SELEZIONE:
——

Riflettiamo. In un dato luogo, a partire da specifiche condizioni
socio-economiche – tasso di occupazione; livello di produttività; qualità delle
condizioni contrattuali etc. – si potrebbe registrare un determinato “grado” di
legalità e sicurezza, non certo il contrario. La penuria materiale, il
logoramento progressivo e costante delle condizioni di vita possono spingere, o
costringere, coloro che versano in tali condizioni ad adottare condotte che
violino il principio di legalità. Si tratterebbe, in molti casi, di stratagemmi
o espedienti per poter vivere, o sopravvivere, appena al di sopra di quella
soglia che separa la dignità dall’indecenza.

——

COSA SI CHIEDE:
A - Traduci in inglese questa frase del brano su legalità e condizioni socio-economiche: "La penuria materiale, il logoramento progressivo e costante delle condizioni di vita possono spingere, o costringere, coloro che versano in tali condizioni ad adottare condotte che violino il principio di legalità."
B - Elenca tutte le condizioni socio-economiche che il brano su legalità e condizioni socio-economiche riporta come esempi tra i due trattini.
C - Scrivi il seguito del brano su legalità e condizioni socio-economiche, partendo dopo la sua ultima frase.

ELENCO:

——

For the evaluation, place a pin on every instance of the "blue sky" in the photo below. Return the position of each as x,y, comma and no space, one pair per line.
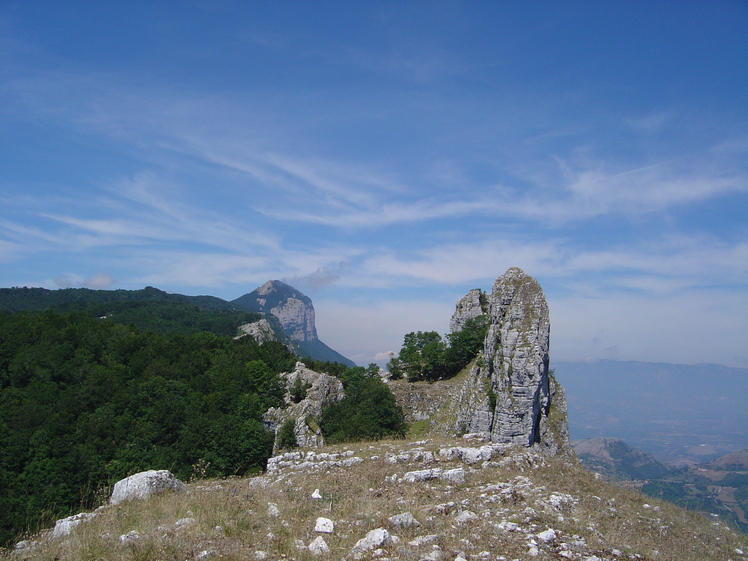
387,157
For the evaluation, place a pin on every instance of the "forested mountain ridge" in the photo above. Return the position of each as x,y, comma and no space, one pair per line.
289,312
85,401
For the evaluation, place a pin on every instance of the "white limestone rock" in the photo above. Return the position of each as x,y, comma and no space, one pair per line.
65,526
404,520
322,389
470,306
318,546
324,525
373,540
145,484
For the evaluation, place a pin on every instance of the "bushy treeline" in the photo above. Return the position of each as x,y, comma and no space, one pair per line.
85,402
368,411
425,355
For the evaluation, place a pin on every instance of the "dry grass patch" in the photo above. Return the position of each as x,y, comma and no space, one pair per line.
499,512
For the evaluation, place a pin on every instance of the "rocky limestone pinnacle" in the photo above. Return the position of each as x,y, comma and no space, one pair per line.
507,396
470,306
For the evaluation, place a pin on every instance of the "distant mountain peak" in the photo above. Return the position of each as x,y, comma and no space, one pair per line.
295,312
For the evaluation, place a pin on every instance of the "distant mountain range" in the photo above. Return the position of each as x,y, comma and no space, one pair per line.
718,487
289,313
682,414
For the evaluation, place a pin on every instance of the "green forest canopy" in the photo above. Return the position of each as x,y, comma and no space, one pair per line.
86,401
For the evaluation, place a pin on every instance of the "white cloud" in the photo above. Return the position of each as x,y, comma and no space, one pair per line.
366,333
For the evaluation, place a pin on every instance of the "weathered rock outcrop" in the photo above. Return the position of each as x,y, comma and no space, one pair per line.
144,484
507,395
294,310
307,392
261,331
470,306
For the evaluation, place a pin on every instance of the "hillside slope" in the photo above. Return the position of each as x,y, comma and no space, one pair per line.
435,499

——

RISPOSTE ATTESE:
A - Material scarcity, the progressive and constant erosion of living conditions, can push, or compel, those who find themselves in such conditions to adopt conduct that violates the principle of legality.

B -
- tasso di occupazione
- livello di produttività
- qualità delle condizioni contrattuali

C -
Al contempo, nel medesimo luogo, precise condizioni socio-politiche – corruzione
della classe politica e dei colletti bianchi; scambio voto/lavoro; privilegi di
ceto connessi a specifici esiti elettorali e rapporti economici etc. –
potrebbero generare o esacerbare un forte rancore sociale. Tale risentimento,
connaturato a una specifica condizione di esclusione sociale, potrebbe
registrare, a sua volta, una significativa incidenza sull’emersione di
molteplici condotte “devianti”, e dunque sul “grado” di illegalità e insicurezza
che caratterizzano il contesto sociale considerato.
In ultimo, specifiche scelte di economia pubblica e welfare – disinvestimento
nell’edilizia popolare; espansione della sanità privata a discapito della sanità
pubblica; gestione iniqua delle principali fonti di vita (risorse idriche ad
esempio) – potrebbero generare o accrescere una concorrenza cinica, spietata,
fra coloro che non hanno accesso a un reddito minimo, a una dimora stabile e a
prestazioni sanitarie di base o specialistiche. Le penuria e la scarsità delle
risorse alimenterebbe conflitti laceranti fra le classi subalterne, fra
proletari e sottoproletari. Va da sé che in questa lotta “fratricida” –
combattuta, attualmente, in molte periferie delle città italiane – possano
emergere condotte criminose.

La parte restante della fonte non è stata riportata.